-- BEGIN DATA FOR PROCESSING --

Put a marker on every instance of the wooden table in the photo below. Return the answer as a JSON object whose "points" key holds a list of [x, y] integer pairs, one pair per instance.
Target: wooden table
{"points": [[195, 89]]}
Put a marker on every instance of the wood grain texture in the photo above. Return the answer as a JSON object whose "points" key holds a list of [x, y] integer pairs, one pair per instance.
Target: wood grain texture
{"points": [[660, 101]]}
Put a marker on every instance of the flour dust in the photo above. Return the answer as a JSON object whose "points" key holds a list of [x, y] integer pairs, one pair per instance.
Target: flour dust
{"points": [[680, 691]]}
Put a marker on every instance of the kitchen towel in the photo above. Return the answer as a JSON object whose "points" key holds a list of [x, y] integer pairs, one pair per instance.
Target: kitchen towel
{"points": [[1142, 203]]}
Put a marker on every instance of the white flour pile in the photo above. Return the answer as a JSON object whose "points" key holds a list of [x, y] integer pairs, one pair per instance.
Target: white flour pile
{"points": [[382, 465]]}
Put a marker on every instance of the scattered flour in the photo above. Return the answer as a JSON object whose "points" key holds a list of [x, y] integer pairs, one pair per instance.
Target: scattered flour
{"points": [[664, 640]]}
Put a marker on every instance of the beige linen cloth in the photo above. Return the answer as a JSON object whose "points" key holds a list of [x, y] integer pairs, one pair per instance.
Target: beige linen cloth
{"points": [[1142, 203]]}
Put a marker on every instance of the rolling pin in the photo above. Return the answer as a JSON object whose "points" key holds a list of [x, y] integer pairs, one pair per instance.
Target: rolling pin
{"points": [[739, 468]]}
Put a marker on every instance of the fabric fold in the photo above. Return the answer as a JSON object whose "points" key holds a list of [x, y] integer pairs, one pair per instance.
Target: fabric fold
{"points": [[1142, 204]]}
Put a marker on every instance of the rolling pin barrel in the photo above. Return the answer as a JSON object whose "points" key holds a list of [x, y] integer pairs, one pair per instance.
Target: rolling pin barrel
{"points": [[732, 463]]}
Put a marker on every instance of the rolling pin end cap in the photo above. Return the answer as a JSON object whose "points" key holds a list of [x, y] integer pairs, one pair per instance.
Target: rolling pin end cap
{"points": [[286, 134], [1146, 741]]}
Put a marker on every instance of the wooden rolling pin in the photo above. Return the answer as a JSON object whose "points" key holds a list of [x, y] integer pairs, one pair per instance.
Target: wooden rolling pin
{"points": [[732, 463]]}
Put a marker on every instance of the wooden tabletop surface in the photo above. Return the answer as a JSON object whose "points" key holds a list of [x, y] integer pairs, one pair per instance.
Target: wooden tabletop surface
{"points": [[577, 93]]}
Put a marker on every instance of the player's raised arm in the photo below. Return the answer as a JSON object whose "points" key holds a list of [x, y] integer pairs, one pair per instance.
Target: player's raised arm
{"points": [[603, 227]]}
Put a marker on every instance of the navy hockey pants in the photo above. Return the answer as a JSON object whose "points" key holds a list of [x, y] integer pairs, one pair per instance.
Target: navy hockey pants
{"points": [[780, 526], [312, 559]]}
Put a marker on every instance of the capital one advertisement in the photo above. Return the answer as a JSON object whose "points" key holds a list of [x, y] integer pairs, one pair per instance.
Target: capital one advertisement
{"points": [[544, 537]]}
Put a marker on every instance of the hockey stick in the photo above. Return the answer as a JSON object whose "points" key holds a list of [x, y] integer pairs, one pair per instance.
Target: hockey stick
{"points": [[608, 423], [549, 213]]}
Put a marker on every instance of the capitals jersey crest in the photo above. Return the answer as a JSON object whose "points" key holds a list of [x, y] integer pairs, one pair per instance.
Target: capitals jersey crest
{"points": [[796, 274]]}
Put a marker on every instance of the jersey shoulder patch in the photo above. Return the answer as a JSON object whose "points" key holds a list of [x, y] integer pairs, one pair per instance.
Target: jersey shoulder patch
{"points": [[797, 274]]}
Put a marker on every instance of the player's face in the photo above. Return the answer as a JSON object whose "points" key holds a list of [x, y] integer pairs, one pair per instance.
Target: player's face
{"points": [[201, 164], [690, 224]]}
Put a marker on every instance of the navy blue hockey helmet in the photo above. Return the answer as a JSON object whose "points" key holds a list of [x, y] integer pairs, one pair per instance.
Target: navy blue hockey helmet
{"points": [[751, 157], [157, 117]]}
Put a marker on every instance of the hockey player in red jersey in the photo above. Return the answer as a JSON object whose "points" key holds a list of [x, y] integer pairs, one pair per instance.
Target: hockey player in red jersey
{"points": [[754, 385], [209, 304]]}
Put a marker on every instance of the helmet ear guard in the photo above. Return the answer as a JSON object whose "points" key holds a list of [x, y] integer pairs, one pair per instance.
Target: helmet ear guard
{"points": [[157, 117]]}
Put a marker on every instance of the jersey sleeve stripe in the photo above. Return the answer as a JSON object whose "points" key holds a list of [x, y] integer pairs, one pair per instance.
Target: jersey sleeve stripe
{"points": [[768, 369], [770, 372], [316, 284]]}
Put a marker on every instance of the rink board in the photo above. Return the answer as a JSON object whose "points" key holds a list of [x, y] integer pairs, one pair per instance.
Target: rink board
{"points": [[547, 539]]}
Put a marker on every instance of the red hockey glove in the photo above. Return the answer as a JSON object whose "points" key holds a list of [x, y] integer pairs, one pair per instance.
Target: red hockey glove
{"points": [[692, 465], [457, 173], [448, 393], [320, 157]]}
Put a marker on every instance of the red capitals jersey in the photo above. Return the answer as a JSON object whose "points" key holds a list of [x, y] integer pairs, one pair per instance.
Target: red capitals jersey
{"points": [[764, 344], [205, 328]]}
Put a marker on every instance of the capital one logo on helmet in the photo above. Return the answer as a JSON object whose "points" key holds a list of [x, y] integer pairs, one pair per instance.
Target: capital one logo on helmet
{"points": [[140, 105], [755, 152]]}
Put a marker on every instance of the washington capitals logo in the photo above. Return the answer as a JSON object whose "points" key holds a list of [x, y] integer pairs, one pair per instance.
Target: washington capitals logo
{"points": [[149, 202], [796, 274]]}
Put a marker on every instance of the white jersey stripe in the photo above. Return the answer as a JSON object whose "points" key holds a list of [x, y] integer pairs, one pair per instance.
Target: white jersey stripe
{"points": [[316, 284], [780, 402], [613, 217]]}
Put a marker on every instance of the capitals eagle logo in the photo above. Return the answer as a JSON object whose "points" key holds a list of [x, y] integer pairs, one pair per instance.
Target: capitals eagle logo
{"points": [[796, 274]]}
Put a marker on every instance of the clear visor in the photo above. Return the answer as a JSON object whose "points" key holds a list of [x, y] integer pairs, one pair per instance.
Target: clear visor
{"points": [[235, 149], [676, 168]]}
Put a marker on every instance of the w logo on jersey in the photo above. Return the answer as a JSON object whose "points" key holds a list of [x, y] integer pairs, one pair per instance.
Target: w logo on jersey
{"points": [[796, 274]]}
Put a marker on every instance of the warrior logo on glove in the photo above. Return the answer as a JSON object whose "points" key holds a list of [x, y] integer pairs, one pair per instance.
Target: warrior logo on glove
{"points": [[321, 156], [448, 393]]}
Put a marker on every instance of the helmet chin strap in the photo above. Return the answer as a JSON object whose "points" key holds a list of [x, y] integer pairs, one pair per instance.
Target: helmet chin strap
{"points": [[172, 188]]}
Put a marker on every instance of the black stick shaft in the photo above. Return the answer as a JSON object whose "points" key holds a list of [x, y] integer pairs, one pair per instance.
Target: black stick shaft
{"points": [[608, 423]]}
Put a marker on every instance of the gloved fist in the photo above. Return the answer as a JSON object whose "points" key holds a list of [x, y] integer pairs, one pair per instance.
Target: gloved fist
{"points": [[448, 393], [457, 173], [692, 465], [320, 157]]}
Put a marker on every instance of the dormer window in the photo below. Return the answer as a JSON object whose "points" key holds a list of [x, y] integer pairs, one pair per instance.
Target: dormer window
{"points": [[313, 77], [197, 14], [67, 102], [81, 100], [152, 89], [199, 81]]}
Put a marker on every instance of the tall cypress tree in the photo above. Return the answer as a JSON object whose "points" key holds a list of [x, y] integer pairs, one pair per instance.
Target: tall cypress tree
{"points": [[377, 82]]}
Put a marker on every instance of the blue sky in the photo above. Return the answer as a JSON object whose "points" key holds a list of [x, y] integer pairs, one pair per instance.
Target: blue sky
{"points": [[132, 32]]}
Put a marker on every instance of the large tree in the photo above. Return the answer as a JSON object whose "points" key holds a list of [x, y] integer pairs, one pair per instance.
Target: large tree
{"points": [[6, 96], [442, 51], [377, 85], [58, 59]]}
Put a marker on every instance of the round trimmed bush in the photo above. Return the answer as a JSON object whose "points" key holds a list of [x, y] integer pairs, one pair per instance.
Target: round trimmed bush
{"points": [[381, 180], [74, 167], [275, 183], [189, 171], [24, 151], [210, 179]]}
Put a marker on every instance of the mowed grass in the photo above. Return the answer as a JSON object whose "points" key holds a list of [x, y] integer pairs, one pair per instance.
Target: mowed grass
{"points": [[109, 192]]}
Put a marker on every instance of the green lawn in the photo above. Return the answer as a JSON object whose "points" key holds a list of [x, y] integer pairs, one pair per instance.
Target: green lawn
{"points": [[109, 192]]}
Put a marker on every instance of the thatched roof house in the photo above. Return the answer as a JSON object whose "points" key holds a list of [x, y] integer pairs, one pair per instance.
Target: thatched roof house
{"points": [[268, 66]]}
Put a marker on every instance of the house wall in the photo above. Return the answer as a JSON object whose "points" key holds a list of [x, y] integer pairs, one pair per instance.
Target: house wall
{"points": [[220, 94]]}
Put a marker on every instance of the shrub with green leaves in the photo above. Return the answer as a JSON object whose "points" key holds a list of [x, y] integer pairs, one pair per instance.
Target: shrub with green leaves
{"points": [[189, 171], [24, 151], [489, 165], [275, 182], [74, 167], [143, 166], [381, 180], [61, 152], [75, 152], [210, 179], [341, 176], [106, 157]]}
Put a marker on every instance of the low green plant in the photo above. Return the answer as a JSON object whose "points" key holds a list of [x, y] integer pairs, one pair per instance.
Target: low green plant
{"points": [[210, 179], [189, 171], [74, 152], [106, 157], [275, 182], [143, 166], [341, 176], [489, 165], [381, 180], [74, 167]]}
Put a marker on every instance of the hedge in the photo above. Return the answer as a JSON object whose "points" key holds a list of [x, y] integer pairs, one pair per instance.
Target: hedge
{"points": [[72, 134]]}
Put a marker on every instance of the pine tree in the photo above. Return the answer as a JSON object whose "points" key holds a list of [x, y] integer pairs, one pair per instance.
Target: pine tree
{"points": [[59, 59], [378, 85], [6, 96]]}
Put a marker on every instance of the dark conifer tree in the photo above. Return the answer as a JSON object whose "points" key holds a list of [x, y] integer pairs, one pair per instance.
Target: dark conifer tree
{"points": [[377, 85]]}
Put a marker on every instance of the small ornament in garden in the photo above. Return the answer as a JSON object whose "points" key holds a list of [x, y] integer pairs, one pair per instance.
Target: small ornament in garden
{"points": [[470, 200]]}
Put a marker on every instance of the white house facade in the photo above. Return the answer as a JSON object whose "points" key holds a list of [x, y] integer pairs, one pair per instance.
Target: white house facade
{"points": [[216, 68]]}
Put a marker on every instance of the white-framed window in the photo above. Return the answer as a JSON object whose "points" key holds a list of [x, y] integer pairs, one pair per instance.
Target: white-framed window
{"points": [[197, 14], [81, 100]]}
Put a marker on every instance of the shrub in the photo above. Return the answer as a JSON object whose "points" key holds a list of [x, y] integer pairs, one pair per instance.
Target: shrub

-- END DATA FOR PROCESSING --

SHORT PROBLEM:
Reproduce word for word the part of the material above that opens with the line containing "Put a marker on every instance of the hockey player" and closes with the line containing "Target: hockey player in red jersey", including both of those lines.

WORKED SOLUTION:
Put a marker on every instance of the hockey player in red jersey in the photo above. Return the answer as a JSON object whose "points" key holds a list of [x, y] integer pairs, one pair per instance.
Target: hockey player in red jersey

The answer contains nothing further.